** start Supplied records **

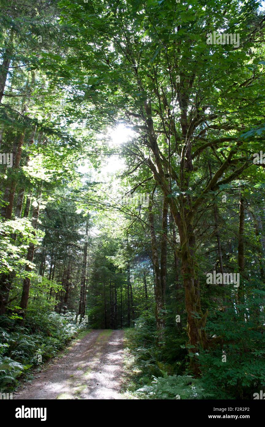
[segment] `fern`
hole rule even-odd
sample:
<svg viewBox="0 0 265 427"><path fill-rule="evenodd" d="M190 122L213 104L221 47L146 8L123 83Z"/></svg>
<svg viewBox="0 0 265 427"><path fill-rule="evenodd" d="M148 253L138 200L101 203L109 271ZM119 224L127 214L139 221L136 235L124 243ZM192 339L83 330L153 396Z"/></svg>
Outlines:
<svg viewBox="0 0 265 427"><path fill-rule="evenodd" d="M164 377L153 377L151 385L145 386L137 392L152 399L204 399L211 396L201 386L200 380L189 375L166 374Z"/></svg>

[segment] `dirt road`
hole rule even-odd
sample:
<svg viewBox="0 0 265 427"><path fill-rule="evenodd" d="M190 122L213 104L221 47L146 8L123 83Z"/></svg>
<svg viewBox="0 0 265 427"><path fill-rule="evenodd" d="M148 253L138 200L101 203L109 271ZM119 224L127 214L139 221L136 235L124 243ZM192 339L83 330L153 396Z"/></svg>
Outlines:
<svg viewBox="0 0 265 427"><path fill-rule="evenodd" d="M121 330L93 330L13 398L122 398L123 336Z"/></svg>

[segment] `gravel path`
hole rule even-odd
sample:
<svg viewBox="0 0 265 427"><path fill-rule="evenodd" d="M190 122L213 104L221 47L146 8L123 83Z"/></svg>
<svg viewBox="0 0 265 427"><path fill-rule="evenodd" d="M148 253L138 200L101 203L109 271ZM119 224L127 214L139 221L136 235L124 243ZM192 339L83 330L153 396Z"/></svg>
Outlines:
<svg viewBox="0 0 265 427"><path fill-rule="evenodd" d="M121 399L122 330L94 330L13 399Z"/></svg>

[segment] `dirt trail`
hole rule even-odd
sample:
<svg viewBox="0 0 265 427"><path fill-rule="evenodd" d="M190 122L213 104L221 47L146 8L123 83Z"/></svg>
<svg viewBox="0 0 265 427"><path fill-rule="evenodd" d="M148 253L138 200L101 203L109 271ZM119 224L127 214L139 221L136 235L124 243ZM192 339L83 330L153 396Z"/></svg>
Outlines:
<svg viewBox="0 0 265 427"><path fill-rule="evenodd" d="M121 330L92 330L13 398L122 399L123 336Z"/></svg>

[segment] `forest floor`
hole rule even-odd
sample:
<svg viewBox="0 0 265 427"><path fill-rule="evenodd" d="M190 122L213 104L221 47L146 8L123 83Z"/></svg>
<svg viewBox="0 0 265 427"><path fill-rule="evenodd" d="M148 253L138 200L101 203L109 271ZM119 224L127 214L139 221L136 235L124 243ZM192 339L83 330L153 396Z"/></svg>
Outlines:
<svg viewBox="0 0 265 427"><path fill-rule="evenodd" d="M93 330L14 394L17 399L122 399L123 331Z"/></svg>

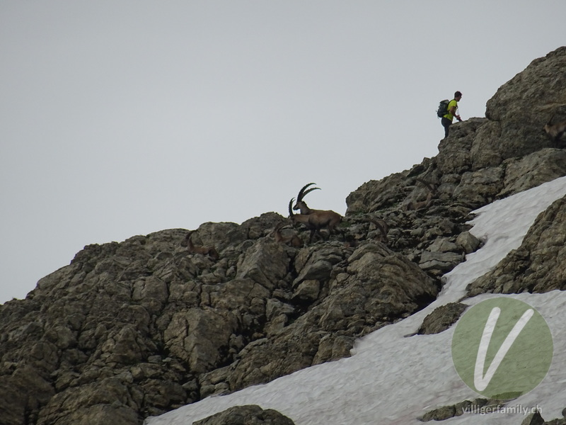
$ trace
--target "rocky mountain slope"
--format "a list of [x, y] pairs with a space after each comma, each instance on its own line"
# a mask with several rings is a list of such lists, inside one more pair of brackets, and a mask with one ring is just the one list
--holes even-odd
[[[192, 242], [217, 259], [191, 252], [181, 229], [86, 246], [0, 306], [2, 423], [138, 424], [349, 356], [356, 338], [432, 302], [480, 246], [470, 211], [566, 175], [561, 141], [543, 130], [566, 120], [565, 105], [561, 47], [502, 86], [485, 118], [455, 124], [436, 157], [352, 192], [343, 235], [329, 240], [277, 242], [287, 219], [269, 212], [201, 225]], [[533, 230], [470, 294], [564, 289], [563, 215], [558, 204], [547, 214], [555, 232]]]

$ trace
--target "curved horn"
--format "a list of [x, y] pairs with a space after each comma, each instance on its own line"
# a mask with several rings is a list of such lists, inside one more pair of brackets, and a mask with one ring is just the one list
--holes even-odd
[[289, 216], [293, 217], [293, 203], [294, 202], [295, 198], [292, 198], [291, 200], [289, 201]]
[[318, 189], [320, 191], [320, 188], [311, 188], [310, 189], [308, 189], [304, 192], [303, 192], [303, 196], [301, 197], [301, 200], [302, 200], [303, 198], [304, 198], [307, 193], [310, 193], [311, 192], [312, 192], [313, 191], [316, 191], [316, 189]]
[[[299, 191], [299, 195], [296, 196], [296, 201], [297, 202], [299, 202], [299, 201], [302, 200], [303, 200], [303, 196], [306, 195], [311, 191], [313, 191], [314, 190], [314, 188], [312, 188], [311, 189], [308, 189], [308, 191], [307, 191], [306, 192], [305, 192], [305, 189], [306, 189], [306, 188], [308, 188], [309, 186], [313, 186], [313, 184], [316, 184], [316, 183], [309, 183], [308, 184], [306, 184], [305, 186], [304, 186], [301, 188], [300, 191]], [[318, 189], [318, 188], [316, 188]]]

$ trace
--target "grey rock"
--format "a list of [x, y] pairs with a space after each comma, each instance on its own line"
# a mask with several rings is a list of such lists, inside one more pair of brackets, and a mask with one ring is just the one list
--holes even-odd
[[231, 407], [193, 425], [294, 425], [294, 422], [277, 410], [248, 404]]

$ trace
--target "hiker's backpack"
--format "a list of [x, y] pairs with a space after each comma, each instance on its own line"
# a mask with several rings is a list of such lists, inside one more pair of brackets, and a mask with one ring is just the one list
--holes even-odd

** end Supplied records **

*Short task*:
Set down the records in full and exactly. Do not carry over any image.

*Result for this exercise*:
[segment] `fern`
hole rule even-odd
sample:
<svg viewBox="0 0 265 427"><path fill-rule="evenodd" d="M190 122L213 104L221 47L146 8L123 83Z"/></svg>
<svg viewBox="0 0 265 427"><path fill-rule="evenodd" d="M148 253L138 200L101 203L109 271ZM119 224L127 214L139 221L136 235L124 243ZM192 339L83 330L153 396Z"/></svg>
Outlines:
<svg viewBox="0 0 265 427"><path fill-rule="evenodd" d="M164 377L153 377L151 385L145 386L137 392L152 399L204 399L211 396L201 386L200 380L189 375L166 374Z"/></svg>

[segment] `dirt road`
hole rule even-odd
sample:
<svg viewBox="0 0 265 427"><path fill-rule="evenodd" d="M190 122L213 104L221 47L146 8L123 83Z"/></svg>
<svg viewBox="0 0 265 427"><path fill-rule="evenodd" d="M148 253L138 200L101 203L109 271ZM119 224L127 214L139 221L136 235L124 243ZM192 339L83 330L153 396Z"/></svg>
Outlines:
<svg viewBox="0 0 265 427"><path fill-rule="evenodd" d="M121 330L93 330L13 398L122 398L123 336Z"/></svg>

[segment] `gravel path`
hole rule even-odd
sample:
<svg viewBox="0 0 265 427"><path fill-rule="evenodd" d="M190 122L213 104L221 47L146 8L123 83Z"/></svg>
<svg viewBox="0 0 265 427"><path fill-rule="evenodd" d="M148 253L138 200L101 203L109 271ZM119 224L127 214L139 221L136 235L124 243ZM192 339L83 330L153 396Z"/></svg>
Outlines:
<svg viewBox="0 0 265 427"><path fill-rule="evenodd" d="M121 399L122 330L94 330L13 399Z"/></svg>

[segment] `dirt trail`
hole rule even-odd
sample:
<svg viewBox="0 0 265 427"><path fill-rule="evenodd" d="M190 122L213 104L221 47L146 8L123 83Z"/></svg>
<svg viewBox="0 0 265 427"><path fill-rule="evenodd" d="M148 253L138 200L101 203L109 271ZM119 224L127 214L139 221L136 235L124 243ZM192 339L83 330L153 396Z"/></svg>
Outlines:
<svg viewBox="0 0 265 427"><path fill-rule="evenodd" d="M121 330L92 330L13 398L122 399L123 336Z"/></svg>

[segment] `forest floor`
hole rule even-odd
sample:
<svg viewBox="0 0 265 427"><path fill-rule="evenodd" d="M190 122L213 104L221 47L146 8L123 83Z"/></svg>
<svg viewBox="0 0 265 427"><path fill-rule="evenodd" d="M148 253L138 200L101 203L109 271ZM119 224L127 214L139 221L136 235L124 243ZM192 339L83 330L153 396Z"/></svg>
Outlines:
<svg viewBox="0 0 265 427"><path fill-rule="evenodd" d="M93 330L14 394L17 399L122 399L123 331Z"/></svg>

$ trace
--target "rocky mountain slope"
--format "a list of [x, y] pairs with a space after each comma, each instance on its own line"
# a mask with several rings is a list of such lists, inside one more pair of brackets, and a mask with one ring is just the one list
--holes even-odd
[[[192, 242], [217, 259], [191, 252], [181, 229], [86, 246], [0, 306], [2, 423], [138, 424], [349, 356], [356, 338], [432, 302], [480, 246], [470, 211], [566, 175], [561, 141], [543, 130], [566, 120], [565, 105], [561, 47], [502, 86], [485, 118], [455, 124], [436, 157], [352, 192], [343, 235], [329, 240], [277, 242], [287, 219], [269, 212], [201, 225]], [[533, 230], [470, 294], [564, 289], [563, 215], [558, 204], [547, 214], [555, 232]]]

$ trace
--target "curved horn"
--format "a list of [x, y] pairs with a space after each comma, each instance on its own line"
# a mask with several rings is a list of such lists, inside one more pair of brackets, and a mask with one ring is just the one list
--holes even-odd
[[289, 216], [293, 217], [293, 203], [294, 202], [295, 198], [292, 198], [291, 200], [289, 201]]
[[318, 189], [320, 191], [320, 188], [311, 188], [310, 189], [308, 189], [304, 192], [303, 192], [303, 196], [301, 197], [301, 200], [302, 200], [303, 198], [304, 198], [307, 193], [310, 193], [311, 192], [312, 192], [313, 191], [316, 191], [316, 189]]
[[[299, 191], [299, 195], [296, 196], [296, 201], [297, 202], [299, 202], [299, 201], [302, 200], [303, 200], [303, 196], [306, 195], [311, 191], [313, 191], [314, 190], [314, 188], [312, 188], [311, 189], [308, 189], [308, 191], [307, 191], [306, 192], [305, 192], [305, 189], [306, 189], [306, 188], [308, 188], [309, 186], [313, 186], [313, 184], [316, 184], [316, 183], [309, 183], [308, 184], [306, 184], [305, 186], [304, 186], [301, 188], [300, 191]], [[318, 189], [318, 188], [316, 188]]]

$ trace
--target "grey rock"
--format "a list of [x, y] pairs with a space after each comma, each instance on its own line"
# a mask with several rings is a list of such lists, inside one more pair of brackets, and a mask with one ring is just the one list
--holes even-odd
[[231, 407], [193, 425], [294, 425], [294, 422], [277, 410], [248, 404]]

$ trace
--target "hiker's backpack"
--format "a list of [x, y] pairs with a space after each comma, each instance on its own line"
# a mask with several rings is a list of such lists, inside one more pair of brackets, and a mask with one ring is just the one list
--holes even-odd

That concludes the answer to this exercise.